- Exercise description: Search the data below for the string "shirt". Extract every line that contains it.

- Data records:

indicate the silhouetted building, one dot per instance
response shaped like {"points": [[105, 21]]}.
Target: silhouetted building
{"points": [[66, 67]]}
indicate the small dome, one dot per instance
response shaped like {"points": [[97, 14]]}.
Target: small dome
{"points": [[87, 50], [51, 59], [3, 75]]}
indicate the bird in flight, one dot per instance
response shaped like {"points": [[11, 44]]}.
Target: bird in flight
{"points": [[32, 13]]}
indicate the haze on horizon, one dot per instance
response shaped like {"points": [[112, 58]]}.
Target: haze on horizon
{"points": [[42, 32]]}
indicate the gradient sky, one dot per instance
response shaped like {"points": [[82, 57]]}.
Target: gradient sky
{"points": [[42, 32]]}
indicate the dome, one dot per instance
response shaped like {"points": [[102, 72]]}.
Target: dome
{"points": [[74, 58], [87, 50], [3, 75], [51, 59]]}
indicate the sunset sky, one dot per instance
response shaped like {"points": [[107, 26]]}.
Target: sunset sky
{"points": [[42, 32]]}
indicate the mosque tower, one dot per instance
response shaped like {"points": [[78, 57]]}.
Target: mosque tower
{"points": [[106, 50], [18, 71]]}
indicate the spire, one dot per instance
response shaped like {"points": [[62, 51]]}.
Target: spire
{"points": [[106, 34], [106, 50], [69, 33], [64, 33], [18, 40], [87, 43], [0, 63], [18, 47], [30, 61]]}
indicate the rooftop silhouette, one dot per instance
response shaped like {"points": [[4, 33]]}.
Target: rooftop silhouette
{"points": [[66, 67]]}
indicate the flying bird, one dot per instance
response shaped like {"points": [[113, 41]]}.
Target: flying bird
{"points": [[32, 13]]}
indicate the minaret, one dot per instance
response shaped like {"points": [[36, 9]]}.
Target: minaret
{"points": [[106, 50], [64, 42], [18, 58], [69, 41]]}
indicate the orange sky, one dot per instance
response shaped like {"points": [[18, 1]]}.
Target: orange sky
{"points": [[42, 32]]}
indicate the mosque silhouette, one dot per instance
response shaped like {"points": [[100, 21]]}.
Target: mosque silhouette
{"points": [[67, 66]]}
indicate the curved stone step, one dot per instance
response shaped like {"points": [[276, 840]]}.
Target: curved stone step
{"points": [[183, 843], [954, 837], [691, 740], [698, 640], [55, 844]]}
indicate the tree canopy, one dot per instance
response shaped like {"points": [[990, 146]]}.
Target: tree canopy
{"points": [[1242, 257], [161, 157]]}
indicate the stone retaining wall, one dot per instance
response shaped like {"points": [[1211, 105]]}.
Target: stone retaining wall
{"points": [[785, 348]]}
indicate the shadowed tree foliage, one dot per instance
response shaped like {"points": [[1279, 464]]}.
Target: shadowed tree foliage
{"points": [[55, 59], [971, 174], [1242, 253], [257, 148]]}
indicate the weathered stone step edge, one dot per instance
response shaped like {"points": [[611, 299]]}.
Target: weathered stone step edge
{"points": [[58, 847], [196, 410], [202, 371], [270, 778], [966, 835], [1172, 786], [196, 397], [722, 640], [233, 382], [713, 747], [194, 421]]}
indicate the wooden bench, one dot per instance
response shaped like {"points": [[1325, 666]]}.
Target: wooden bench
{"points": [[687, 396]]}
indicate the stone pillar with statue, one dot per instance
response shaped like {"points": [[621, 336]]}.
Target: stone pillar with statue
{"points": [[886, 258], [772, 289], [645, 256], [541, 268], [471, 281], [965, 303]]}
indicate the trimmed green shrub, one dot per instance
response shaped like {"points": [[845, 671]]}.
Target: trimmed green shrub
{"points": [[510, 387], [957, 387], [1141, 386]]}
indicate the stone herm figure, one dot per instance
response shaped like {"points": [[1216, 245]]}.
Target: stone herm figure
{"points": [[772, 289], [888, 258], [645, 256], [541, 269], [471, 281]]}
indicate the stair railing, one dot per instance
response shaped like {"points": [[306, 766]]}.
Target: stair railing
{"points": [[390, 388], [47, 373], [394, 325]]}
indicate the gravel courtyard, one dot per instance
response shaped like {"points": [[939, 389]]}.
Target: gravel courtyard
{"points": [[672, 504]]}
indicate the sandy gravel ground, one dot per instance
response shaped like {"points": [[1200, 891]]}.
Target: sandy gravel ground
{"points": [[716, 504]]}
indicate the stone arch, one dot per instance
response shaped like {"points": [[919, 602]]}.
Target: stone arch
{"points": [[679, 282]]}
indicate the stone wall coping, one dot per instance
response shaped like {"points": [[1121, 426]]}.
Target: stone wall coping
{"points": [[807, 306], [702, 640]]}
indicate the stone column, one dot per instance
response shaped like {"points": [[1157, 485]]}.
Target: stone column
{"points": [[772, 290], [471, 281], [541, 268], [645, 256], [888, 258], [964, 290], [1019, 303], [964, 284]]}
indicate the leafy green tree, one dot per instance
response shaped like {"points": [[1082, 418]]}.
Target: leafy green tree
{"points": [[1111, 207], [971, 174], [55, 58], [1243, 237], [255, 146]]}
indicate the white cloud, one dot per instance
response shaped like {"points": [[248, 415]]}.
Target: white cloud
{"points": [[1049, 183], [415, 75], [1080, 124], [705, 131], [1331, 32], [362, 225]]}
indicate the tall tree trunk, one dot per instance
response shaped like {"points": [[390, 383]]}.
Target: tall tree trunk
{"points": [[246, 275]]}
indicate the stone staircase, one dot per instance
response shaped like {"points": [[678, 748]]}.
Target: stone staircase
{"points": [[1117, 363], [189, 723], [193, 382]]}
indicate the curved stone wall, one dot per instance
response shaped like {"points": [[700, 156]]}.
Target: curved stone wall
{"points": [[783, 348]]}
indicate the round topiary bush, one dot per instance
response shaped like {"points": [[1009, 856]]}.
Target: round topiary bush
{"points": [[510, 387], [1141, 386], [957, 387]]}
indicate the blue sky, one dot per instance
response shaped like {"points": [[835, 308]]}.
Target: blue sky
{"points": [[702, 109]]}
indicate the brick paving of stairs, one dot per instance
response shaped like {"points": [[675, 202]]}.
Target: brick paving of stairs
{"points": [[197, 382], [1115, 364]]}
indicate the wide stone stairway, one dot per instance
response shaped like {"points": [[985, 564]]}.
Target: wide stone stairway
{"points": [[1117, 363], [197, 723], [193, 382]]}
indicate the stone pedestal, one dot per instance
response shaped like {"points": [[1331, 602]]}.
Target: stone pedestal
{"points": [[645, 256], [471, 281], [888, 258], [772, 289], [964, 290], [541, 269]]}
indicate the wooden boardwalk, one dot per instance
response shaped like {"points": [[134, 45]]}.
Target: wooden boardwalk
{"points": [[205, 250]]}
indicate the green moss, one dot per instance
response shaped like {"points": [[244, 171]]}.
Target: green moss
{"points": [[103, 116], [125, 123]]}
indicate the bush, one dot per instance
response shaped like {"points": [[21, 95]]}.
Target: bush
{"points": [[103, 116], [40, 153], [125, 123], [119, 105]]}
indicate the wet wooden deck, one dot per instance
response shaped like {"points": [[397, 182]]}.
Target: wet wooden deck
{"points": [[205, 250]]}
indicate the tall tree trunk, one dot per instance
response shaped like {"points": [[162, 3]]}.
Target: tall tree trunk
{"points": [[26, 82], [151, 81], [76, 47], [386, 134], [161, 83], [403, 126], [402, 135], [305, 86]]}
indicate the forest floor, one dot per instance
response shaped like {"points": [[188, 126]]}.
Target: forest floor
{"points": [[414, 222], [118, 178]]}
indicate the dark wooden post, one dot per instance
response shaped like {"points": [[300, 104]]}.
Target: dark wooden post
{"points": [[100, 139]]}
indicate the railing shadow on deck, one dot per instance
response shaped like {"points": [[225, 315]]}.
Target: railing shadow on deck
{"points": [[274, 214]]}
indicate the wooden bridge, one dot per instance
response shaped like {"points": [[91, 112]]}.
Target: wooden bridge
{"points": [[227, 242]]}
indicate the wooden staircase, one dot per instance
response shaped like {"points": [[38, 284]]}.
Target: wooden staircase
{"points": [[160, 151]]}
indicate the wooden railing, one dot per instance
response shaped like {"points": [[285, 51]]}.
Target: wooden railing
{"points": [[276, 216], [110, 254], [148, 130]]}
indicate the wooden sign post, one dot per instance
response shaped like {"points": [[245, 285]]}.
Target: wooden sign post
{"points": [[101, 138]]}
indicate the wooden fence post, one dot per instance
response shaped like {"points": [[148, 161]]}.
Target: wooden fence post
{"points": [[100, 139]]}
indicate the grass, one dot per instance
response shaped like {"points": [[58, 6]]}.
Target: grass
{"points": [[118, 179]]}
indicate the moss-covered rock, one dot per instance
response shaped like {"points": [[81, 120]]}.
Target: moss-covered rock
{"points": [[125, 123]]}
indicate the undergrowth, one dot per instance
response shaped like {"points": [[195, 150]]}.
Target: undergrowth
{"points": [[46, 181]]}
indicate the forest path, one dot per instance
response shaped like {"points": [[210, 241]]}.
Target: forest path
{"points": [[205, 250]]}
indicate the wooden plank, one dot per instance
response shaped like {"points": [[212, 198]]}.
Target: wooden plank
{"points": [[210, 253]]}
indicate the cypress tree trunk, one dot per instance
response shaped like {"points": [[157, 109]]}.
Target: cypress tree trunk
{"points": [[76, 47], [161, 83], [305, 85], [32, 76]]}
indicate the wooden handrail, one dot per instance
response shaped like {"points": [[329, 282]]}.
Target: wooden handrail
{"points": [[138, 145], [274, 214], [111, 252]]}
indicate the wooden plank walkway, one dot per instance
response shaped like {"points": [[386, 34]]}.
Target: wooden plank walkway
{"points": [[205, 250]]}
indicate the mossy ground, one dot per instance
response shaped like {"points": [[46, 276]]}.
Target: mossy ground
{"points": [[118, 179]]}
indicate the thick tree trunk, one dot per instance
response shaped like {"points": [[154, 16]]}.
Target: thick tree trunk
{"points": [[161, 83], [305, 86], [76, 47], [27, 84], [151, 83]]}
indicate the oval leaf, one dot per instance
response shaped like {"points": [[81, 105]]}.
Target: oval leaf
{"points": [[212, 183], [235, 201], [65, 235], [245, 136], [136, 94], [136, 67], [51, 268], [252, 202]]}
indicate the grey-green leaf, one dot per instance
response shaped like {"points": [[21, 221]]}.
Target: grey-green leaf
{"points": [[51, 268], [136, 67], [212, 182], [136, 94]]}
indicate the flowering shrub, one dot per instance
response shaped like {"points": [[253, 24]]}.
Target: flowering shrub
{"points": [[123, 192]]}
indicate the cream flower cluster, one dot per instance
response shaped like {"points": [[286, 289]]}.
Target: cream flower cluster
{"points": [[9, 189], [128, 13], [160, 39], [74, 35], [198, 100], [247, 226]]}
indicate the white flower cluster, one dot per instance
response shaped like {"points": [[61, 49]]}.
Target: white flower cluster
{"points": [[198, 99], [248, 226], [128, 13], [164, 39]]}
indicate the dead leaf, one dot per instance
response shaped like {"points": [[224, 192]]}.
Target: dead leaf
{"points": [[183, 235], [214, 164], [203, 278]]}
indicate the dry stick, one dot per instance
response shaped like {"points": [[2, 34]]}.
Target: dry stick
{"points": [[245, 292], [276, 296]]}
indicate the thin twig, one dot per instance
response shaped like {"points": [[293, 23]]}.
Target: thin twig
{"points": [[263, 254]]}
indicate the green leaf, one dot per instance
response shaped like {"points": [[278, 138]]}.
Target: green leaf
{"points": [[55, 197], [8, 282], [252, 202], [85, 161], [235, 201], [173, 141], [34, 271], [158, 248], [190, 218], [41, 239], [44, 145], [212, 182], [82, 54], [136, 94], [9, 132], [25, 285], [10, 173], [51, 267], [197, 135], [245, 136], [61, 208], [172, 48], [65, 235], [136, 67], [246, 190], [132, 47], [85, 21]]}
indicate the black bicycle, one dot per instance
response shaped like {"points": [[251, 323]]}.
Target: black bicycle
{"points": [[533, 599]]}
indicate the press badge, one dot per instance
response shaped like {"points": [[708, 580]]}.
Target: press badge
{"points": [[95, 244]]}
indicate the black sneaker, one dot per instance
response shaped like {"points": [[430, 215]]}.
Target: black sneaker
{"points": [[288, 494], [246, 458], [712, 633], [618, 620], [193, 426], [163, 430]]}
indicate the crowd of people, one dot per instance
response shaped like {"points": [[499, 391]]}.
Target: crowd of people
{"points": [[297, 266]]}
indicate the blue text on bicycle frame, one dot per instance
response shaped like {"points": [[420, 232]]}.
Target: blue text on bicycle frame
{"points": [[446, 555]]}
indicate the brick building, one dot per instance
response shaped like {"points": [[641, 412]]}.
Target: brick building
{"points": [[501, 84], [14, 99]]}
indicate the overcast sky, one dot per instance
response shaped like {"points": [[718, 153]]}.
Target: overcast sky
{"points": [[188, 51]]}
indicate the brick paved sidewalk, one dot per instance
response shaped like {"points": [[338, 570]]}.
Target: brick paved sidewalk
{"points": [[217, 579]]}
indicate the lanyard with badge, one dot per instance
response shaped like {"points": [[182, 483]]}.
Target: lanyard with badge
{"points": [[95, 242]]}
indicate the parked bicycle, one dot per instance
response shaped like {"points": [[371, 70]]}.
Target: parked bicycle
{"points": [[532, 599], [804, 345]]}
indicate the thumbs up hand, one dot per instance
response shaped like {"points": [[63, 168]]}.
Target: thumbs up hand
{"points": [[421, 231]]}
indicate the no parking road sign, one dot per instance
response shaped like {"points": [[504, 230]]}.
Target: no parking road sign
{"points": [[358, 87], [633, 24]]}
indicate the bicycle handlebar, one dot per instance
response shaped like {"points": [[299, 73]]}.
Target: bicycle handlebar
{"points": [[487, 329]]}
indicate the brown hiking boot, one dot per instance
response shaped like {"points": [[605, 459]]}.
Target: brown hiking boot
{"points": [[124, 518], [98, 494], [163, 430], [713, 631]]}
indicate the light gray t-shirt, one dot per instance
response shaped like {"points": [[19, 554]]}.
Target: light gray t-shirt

- Solution for this task:
indicate the light gray t-shirt, one dot per instance
Target: light gray t-shirt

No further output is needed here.